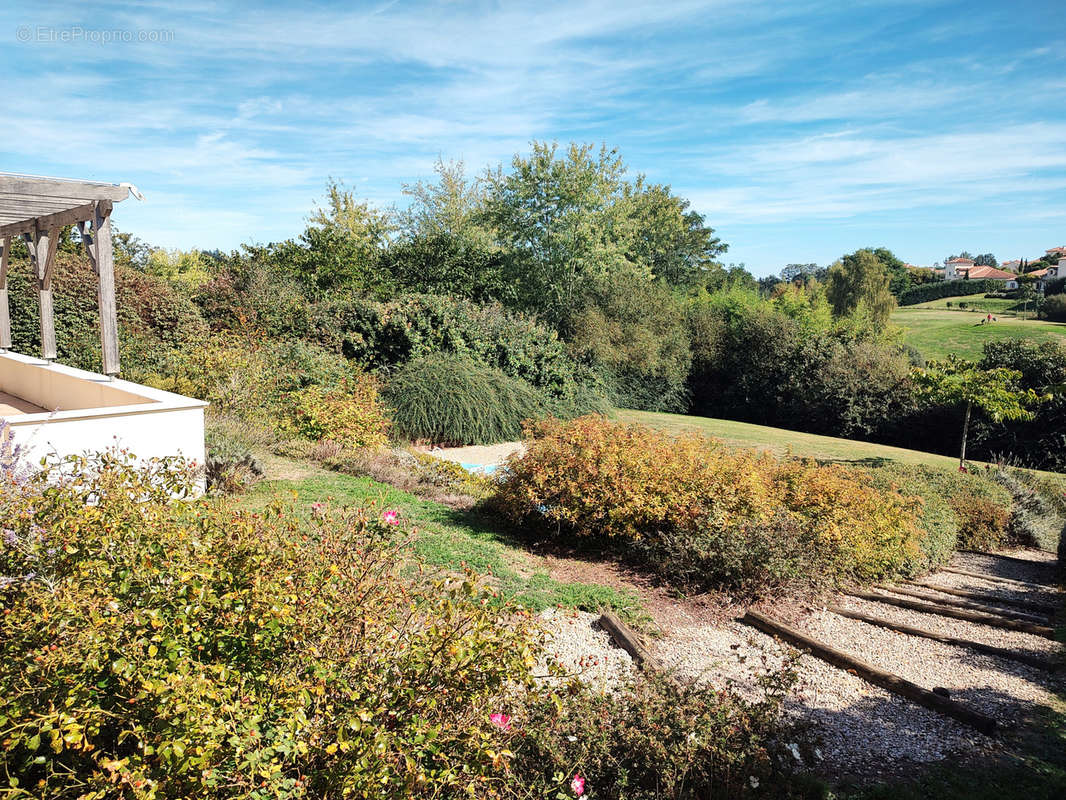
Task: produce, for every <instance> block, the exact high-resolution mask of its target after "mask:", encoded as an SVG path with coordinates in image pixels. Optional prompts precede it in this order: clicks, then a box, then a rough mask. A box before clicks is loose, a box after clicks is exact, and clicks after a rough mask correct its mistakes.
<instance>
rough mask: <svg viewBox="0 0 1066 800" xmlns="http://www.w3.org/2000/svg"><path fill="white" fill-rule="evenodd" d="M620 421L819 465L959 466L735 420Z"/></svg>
mask: <svg viewBox="0 0 1066 800" xmlns="http://www.w3.org/2000/svg"><path fill="white" fill-rule="evenodd" d="M617 418H618V419H619V420H621V421H624V422H641V423H643V425H647V426H650V427H652V428H659V429H660V430H664V431H668V432H671V433H681V432H684V431H697V432H699V433H704V434H707V435H708V436H714V437H715V438H720V439H722V441H723V442H725V443H726V444H727V445H729V446H730V447H750V448H755V449H758V450H769V451H770V452H772V453H774V454H775V455H789V454H792V455H798V457H802V458H809V459H818V460H819V461H838V462H853V463H861V462H875V461H899V462H902V463H904V464H928V465H932V466H940V467H944V468H948V469H955V468H956V467H957V465H958V460H957V459H954V458H951V457H949V455H937V454H935V453H927V452H921V451H920V450H907V449H906V448H903V447H889V446H888V445H874V444H871V443H869V442H853V441H852V439H846V438H835V437H833V436H820V435H818V434H814V433H800V432H798V431H787V430H785V429H784V428H766V427H765V426H761V425H750V423H749V422H734V421H733V420H731V419H711V418H709V417H692V416H687V415H683V414H659V413H656V412H647V411H618V412H617ZM959 428H962V419H959Z"/></svg>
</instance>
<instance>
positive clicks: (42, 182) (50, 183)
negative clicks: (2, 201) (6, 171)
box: [0, 175, 130, 203]
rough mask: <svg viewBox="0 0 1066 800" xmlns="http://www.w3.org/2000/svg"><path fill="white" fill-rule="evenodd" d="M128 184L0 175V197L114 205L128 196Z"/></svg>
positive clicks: (51, 178) (50, 178)
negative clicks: (65, 199) (33, 198)
mask: <svg viewBox="0 0 1066 800" xmlns="http://www.w3.org/2000/svg"><path fill="white" fill-rule="evenodd" d="M129 193H130V187H129V185H128V183H98V182H95V181H87V180H63V179H62V178H38V177H34V176H32V175H0V195H2V194H13V195H17V196H20V197H26V196H27V195H30V196H33V197H34V198H41V197H60V198H64V199H75V201H94V199H109V201H112V202H114V203H118V202H119V201H123V199H126V197H128V196H129Z"/></svg>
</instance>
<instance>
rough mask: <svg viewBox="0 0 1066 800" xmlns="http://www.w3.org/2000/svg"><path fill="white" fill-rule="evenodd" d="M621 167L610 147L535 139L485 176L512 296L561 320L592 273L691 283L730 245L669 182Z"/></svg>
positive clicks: (561, 322) (551, 321)
mask: <svg viewBox="0 0 1066 800" xmlns="http://www.w3.org/2000/svg"><path fill="white" fill-rule="evenodd" d="M625 174H626V164H625V163H624V162H623V160H621V157H620V156H618V154H617V151H616V150H613V149H608V148H607V147H605V146H603V147H601V148H600V149H599V150H598V151H596V150H595V148H594V147H593V146H592V145H578V144H570V145H569V146H568V147H566V148H565V149H562V148H560V147H559V145H556V144H547V143H543V142H533V149H532V153H531V154H530V155H529V156H528V157H523V156H517V155H516V156H515V158H514V159H513V160H512V163H511V171H510V172H507V173H504V172H503V171H502V170H499V171H496V172H490V173H488V174H487V175H486V178H485V182H486V190H487V191H486V196H485V201H484V212H483V214H482V219H483V220H484V224H485V225H486V226H487V227H489V228H490V229H491V230H492V231H494V234H495V236H496V240H497V242H498V243H499V244H500V246H502V247H503V249H504V250H506V252H507V275H508V277H507V287H508V288H507V297H508V298H510V299H508V302H513V303H514V304H515V305H516V306H517V307H518V308H521V309H523V310H527V311H532V313H535V314H537V315H538V316H540V317H542V318H544V319H545V320H547V321H548V322H549V323H550V324H552V325H561V324H563V323H564V322H565V320H566V319H567V317H568V315H569V314H570V311H571V310H572V308H574V305H575V303H576V302H578V300H579V299H580V297H581V294H582V292H583V290H584V288H585V286H586V284H587V282H588V281H589V279H594V278H608V279H610V278H611V277H612V276H613V275H615V274H616V273H617V272H618V271H619V270H623V271H625V270H630V271H636V272H637V273H640V274H641V275H643V276H644V277H645V278H647V279H652V278H653V277H659V278H661V279H663V281H665V282H667V283H678V284H682V285H688V284H691V283H693V282H694V281H696V279H698V278H699V277H700V276H701V274H702V270H704V268H705V267H707V266H709V265H711V263H713V260H712V259H713V258H714V257H715V256H716V255H718V254H720V253H722V252H724V251H725V245H724V244H722V243H721V242H720V240H718V239H716V238H715V237H714V235H713V233H714V231H713V230H712V229H711V228H709V227H707V226H706V225H704V220H702V218H701V217H700V215H699V214H698V213H695V212H692V211H690V210H689V208H688V203H687V202H685V201H683V199H681V198H679V197H675V196H674V195H673V194H672V193H671V191H669V188H668V187H663V186H649V185H646V182H645V181H644V179H643V177H639V178H637V179H636V180H635V181H633V182H627V181H626V180H625Z"/></svg>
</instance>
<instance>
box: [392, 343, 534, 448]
mask: <svg viewBox="0 0 1066 800" xmlns="http://www.w3.org/2000/svg"><path fill="white" fill-rule="evenodd" d="M385 397H386V400H387V401H388V404H389V407H390V410H391V412H392V421H393V425H394V426H395V430H397V432H398V433H400V434H401V435H403V436H407V437H409V438H411V439H414V441H417V442H429V443H431V444H442V445H483V444H490V443H494V442H506V441H510V439H515V438H518V436H520V435H521V426H522V421H523V420H526V419H529V418H531V417H536V416H539V415H540V414H542V413H543V412H544V405H543V402H542V399H540V397H539V396H538V395H537V393H536V390H535V389H534V388H533V387H532V386H530V385H529V384H528V383H524V382H523V381H521V380H519V379H515V378H511V377H508V375H506V374H504V373H503V372H502V371H500V370H499V369H496V368H494V367H486V366H485V365H483V364H479V363H478V362H474V361H471V359H469V358H466V357H463V356H455V355H427V356H423V357H421V358H416V359H415V361H413V362H409V363H408V364H406V365H405V366H403V367H401V368H400V369H399V370H398V371H397V372H395V374H394V375H393V377H392V378H391V380H390V381H389V383H388V384H387V386H386V391H385Z"/></svg>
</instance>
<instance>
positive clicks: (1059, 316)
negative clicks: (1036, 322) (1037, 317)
mask: <svg viewBox="0 0 1066 800" xmlns="http://www.w3.org/2000/svg"><path fill="white" fill-rule="evenodd" d="M1040 319H1047V320H1051V321H1052V322H1066V294H1052V295H1051V297H1049V298H1045V299H1044V302H1043V303H1040Z"/></svg>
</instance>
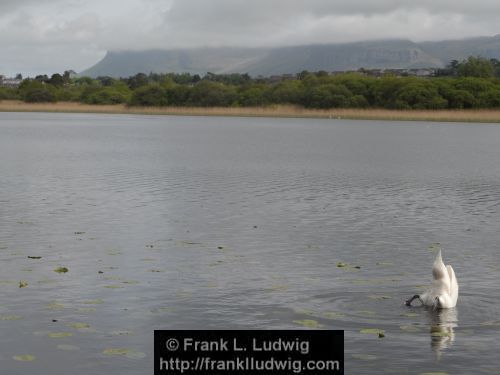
......
Work to be completed: Copy out all of the material above, changing every "rough mask" to "coarse mask" and keeping everything else the same. Leave the pictures out.

Your response:
Task: produce, for every <instance> block, the exact high-resolution mask of its target after "mask:", encoded as an SVG path with coordinates in image pixels. Optional prompts precede it in this order: clicks, then a box, then a coarse mask. A box before clicks is loose, a box after clicks is exact, and clicks after a coarse mask correct its mistakes.
<instance>
coarse mask: <svg viewBox="0 0 1066 800" xmlns="http://www.w3.org/2000/svg"><path fill="white" fill-rule="evenodd" d="M620 421L819 465L959 466L735 420Z"/></svg>
mask: <svg viewBox="0 0 1066 800" xmlns="http://www.w3.org/2000/svg"><path fill="white" fill-rule="evenodd" d="M617 418H618V419H619V420H621V421H624V422H641V423H643V425H647V426H650V427H652V428H659V429H660V430H664V431H668V432H671V433H681V432H684V431H697V432H699V433H704V434H707V435H708V436H714V437H715V438H720V439H722V441H723V442H725V443H726V444H727V445H729V446H730V447H750V448H755V449H758V450H769V451H770V452H772V453H774V454H775V455H789V454H792V455H798V457H802V458H809V459H818V460H819V461H838V462H853V463H861V462H875V461H899V462H902V463H904V464H928V465H932V466H940V467H944V468H948V469H955V468H956V467H957V465H958V460H957V459H954V458H951V457H949V455H937V454H935V453H927V452H921V451H920V450H907V449H906V448H903V447H889V446H888V445H874V444H871V443H869V442H853V441H852V439H846V438H835V437H833V436H820V435H818V434H814V433H800V432H798V431H787V430H785V429H784V428H766V427H765V426H761V425H750V423H749V422H734V421H733V420H731V419H711V418H709V417H692V416H687V415H683V414H659V413H656V412H647V411H618V412H617ZM959 428H962V419H959Z"/></svg>
</instance>
<instance>
positive clicks: (42, 182) (50, 183)
negative clicks: (2, 201) (6, 171)
box: [0, 175, 130, 203]
coarse mask: <svg viewBox="0 0 1066 800" xmlns="http://www.w3.org/2000/svg"><path fill="white" fill-rule="evenodd" d="M128 184L0 175V197L114 205L128 196Z"/></svg>
positive clicks: (51, 178) (50, 178)
negative clicks: (65, 199) (33, 198)
mask: <svg viewBox="0 0 1066 800" xmlns="http://www.w3.org/2000/svg"><path fill="white" fill-rule="evenodd" d="M129 193H130V187H129V185H128V183H98V182H95V181H87V180H63V179H62V178H38V177H34V176H32V175H0V195H2V194H13V195H17V196H20V197H26V196H27V195H30V196H33V197H34V198H41V197H60V198H64V199H75V201H94V199H109V201H112V202H114V203H118V202H119V201H123V199H126V197H128V196H129Z"/></svg>
</instance>
<instance>
coarse mask: <svg viewBox="0 0 1066 800" xmlns="http://www.w3.org/2000/svg"><path fill="white" fill-rule="evenodd" d="M621 167L610 147L535 139L485 176L512 296L561 320L592 273L691 283L730 245L669 182Z"/></svg>
positive clicks: (561, 322) (551, 321)
mask: <svg viewBox="0 0 1066 800" xmlns="http://www.w3.org/2000/svg"><path fill="white" fill-rule="evenodd" d="M625 174H626V164H625V163H624V162H623V160H621V157H620V156H618V154H617V151H616V150H613V149H608V148H607V147H605V146H603V147H601V148H600V149H599V150H598V151H596V150H595V148H594V147H593V146H592V145H578V144H570V145H569V146H568V147H566V148H565V149H562V148H560V147H559V145H556V144H547V143H543V142H533V149H532V153H531V154H530V155H529V156H528V157H523V156H517V155H516V156H515V158H514V159H513V160H512V163H511V171H510V172H507V173H504V172H503V171H502V170H499V171H496V172H490V173H488V174H487V175H486V178H485V182H486V190H487V191H486V196H485V201H484V212H483V214H482V219H483V220H484V224H485V225H486V226H487V227H489V228H490V229H491V230H492V231H494V234H495V236H496V240H497V242H498V243H499V244H500V246H502V247H503V249H504V250H506V252H507V275H508V277H507V287H508V288H507V297H508V298H510V299H508V302H513V303H514V304H515V305H516V306H517V307H518V308H521V309H523V310H527V311H532V313H535V314H537V315H538V316H540V317H542V318H544V319H545V320H547V321H548V322H549V323H550V324H552V325H561V324H563V323H564V322H565V320H566V319H567V317H568V315H569V314H570V311H571V310H572V308H574V305H575V303H576V302H578V300H579V299H580V297H581V294H582V292H583V290H584V288H585V286H586V284H587V282H588V281H589V279H594V278H608V279H610V278H611V277H612V276H613V275H615V274H616V273H617V272H618V271H619V270H623V271H625V270H630V271H636V272H637V273H640V274H641V275H643V276H644V277H645V278H647V279H652V278H653V277H659V278H661V279H663V281H665V282H667V283H678V284H682V285H688V284H691V283H693V282H694V281H696V279H698V278H699V277H700V276H701V274H702V270H704V268H705V267H707V266H709V265H711V263H713V260H712V259H713V258H714V257H715V256H716V255H718V254H720V253H722V252H724V251H725V245H724V244H722V243H721V242H720V240H718V239H716V238H715V237H714V235H713V233H714V231H713V230H712V229H711V228H709V227H707V226H706V225H704V220H702V218H701V217H700V215H699V214H698V213H695V212H692V211H690V210H689V208H688V203H687V202H685V201H683V199H681V198H679V197H675V196H674V195H673V194H672V193H671V191H669V188H668V187H663V186H649V185H646V182H645V181H644V179H643V177H639V178H637V179H636V180H635V181H633V182H627V181H626V180H625Z"/></svg>
</instance>
<instance>
box: [392, 343, 534, 448]
mask: <svg viewBox="0 0 1066 800" xmlns="http://www.w3.org/2000/svg"><path fill="white" fill-rule="evenodd" d="M385 397H386V400H387V401H388V404H389V407H390V410H391V412H392V421H393V425H394V426H395V430H397V432H398V433H400V434H401V435H403V436H407V437H409V438H411V439H414V441H417V442H429V443H431V444H442V445H483V444H490V443H494V442H506V441H510V439H515V438H518V436H520V435H521V426H522V421H523V420H526V419H529V418H531V417H536V416H539V415H540V414H542V413H543V412H544V405H543V402H542V399H540V397H539V396H538V395H537V393H536V390H535V389H534V388H533V387H532V386H530V385H529V384H528V383H524V382H523V381H521V380H519V379H515V378H511V377H508V375H506V374H504V373H503V372H502V371H500V370H499V369H496V368H494V367H486V366H485V365H483V364H479V363H478V362H474V361H471V359H469V358H466V357H463V356H455V355H427V356H423V357H421V358H416V359H415V361H413V362H409V363H408V364H406V365H405V366H403V367H401V368H400V369H399V370H398V371H397V372H395V374H394V375H393V377H392V378H391V380H390V381H389V383H388V384H387V386H386V391H385Z"/></svg>
</instance>
<instance>
positive clicks: (1059, 316)
negative clicks: (1036, 322) (1037, 317)
mask: <svg viewBox="0 0 1066 800" xmlns="http://www.w3.org/2000/svg"><path fill="white" fill-rule="evenodd" d="M1040 319H1047V320H1051V321H1052V322H1066V294H1052V295H1051V297H1049V298H1045V299H1044V302H1043V303H1040Z"/></svg>
</instance>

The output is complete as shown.